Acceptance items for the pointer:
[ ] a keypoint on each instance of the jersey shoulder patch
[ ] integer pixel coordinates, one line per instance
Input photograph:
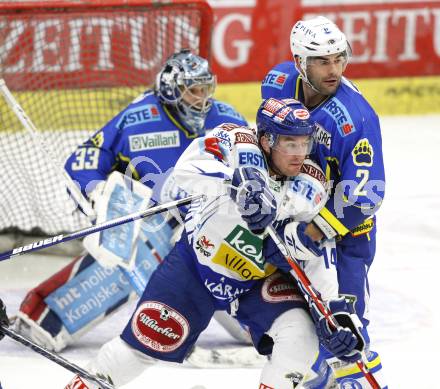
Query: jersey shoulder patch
(222, 109)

§ **GIVEN INSTRUCTION**: Please reproduce the rows above word for word, leaving out the pictures.

§ **TASK RESPONSE**:
Acceptance items for the pointer:
[ ] a keypoint on each instance of the jersey shoulder patch
[ ] integer pixel coordinates, one line per instance
Input photograph:
Query: jersey shoulder patch
(222, 109)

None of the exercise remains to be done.